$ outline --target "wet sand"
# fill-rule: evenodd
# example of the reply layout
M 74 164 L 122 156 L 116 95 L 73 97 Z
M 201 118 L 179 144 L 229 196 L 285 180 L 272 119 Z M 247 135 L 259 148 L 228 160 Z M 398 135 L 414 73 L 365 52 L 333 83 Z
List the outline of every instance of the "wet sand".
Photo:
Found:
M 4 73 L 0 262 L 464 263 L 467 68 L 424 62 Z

§ §

The problem
Find the count of lines in the data above where the word "sand" occurs, and write down only that count.

Task answer
2